Source text section start
1. This site uses cookies. By continuing to use this site, you are agreeing to our use of cookies. Learn More.

Windows WHEA'nt getting anywhere resolving this

Discussion in 'Tech Support' started by ModSquid, 22 Jul 2022.

  1. ModSquid

    ModSquid Multimodder

    Joined:
    16 Apr 2011
    Posts:
    2,660
    Likes Received:
    849
    Right. Another day, another issue with this machine. Another grumpy frown that I need to 180 with help from bit-assist™ if possible.

    Out of seemingly nowhere, this box has started BSODing (WHEA Uncorrectable Errors, same each time) and I cannot figure out why. No significant changes to hardware or software that I can think of, no change to overclock, not being put under any particular workload or stress, yet every now and then (I thought it was tied to temps, but they seem reasonable at the time of a crash and I've seen it continue operating when warmer, especially over the last few days) it shuts down one monitor with the BSOD whilst leaving the other one displayed doing whatever it was doing at the time ie. it doesn't shut off. I did post here some time back, but at that point I didn't have as much info to hand and I've only just remembered that thread. I'll close it out if we manage to resolve this one.

    Annoyingly, whenever the crash happens, no error report is created. I have set the option accordingly:

    upload_2022-7-22_8-10-6.png

    ...but it just sits on the crash screen at 0% forever without creating any dump file. I know there's nothing being created because I've used Nirsoft's BlueScreenView to try and retrieve any logs but there are none available. Can't even see them in File Explorer.

    The Windows logs are also about as much use as giving a bikini to a nun, as all they show is that there was a crash and a restart, but not what caused the error:

    8th July Admin Events:

    upload_2022-7-22_8-25-50.png

    Those entries there show reboot without clean shutdown, prev shutdown being unexpected, security centre failing to validate caller and some COM server local activation permission issue. Crash happened between 12.30pm and 3pm from my side but logs seem to narrow that down to just before 2pm.

    Application logs show nothing but corroborate times:

    upload_2022-7-22_8-30-19.png

    Security log shows nothing, Setup log shows nothing unusual on the dates I'm looking at (8th, 13th and 18th):

    upload_2022-7-22_8-31-58.png

    System log shows nothing other than that the machine has shutdown (with a timestamp inconsistency in log entry time vs time log states shutdown happened - is a time sync issue the cause of all this?):

    upload_2022-7-22_8-35-32.png

    upload_2022-7-22_8-36-24.png

    Applications and Services logs are mostly empty:

    upload_2022-7-22_8-39-19.png

    The Admin Events log from the 18th shows what I mean by timestamp discrepancies:

    upload_2022-7-22_8-42-36.png

    The log entry of 12:35 says system shut down at 12:06 - it was obviously running at 12:07 though and with the crash, pause to see if a minidump generated then immediate reboot, it both a) wouldn't have been back up by 12:07 and b) wouldn't have taken until 12:35 either (I restarted immediately).
Source text section end
Supplied information section start
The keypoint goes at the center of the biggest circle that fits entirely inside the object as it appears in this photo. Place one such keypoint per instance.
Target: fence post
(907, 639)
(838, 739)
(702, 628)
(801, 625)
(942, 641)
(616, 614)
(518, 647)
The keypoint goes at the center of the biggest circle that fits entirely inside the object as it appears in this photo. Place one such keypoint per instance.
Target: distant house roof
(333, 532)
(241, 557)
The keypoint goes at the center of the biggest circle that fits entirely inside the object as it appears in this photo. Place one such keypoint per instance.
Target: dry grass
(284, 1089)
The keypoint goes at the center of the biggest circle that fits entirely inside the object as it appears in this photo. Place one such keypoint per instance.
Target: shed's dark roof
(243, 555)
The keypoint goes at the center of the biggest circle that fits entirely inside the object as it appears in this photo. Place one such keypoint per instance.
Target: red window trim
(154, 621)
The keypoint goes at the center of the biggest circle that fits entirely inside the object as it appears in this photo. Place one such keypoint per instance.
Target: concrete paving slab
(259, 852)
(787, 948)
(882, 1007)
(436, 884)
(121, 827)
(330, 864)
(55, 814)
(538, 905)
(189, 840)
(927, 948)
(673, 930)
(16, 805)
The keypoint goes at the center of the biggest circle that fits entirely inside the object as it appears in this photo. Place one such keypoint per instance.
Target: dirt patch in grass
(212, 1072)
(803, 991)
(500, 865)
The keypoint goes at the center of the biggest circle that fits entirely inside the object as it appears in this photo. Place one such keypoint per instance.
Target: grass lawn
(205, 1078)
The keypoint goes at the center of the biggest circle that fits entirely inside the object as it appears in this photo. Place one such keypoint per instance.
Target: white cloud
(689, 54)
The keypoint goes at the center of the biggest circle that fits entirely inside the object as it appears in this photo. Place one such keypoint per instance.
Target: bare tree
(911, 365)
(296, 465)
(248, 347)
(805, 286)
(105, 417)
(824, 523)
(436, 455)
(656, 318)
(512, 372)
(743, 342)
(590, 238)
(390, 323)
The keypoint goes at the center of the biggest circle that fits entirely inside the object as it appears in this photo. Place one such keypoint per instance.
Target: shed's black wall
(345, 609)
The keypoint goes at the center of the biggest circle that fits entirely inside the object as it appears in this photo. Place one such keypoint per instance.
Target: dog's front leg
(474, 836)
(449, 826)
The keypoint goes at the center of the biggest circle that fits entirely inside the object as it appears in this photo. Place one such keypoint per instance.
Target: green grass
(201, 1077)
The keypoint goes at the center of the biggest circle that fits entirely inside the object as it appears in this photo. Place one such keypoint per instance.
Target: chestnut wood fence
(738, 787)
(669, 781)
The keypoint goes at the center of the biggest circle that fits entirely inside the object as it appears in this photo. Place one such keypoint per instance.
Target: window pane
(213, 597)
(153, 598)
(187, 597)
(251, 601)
Supplied information section end
# [Task set]
**A)** In the forum thread about the WHEA crashes, what tool did the poster use to look for dump files?
**B)** Carry on the forum thread about the WHEA crashes from its last sentence.

# [Outputs in order]
**A)** Nirsoft's BlueScreenView.

**B)**
    I have noticed this occurring several times when I went out and left the machine running with the screens turned off, but then it has also happened when sitting at the desk, so that's probably not a factor. Sometimes I do delay a restart when Windows has annoyingly decided to update itself without asking and wants to reboot whilst I'm in the middle of working - not sure if this has any impact.

    I also get a lot of entries in the logs saying "Disk x has been surprise removed" with x being 4 or 5 usually. I do have a bunch of SSDs and HDDs in the machine, wired up to a power button panel so I can isolate them when I need to boot into different OSs (don't ask - WIP) but without having to go through Disk Management. DM incidentally reports no disk 4 or 5 present, just the uninitialised 4TB backup HDD (Disk 1) that I think is the only one not hooked up to the isolation panel but possibly straight to the board (need to check). The others are all powered off so I wouldn't expect them to show in DM. No idea if this is contributing to the issue.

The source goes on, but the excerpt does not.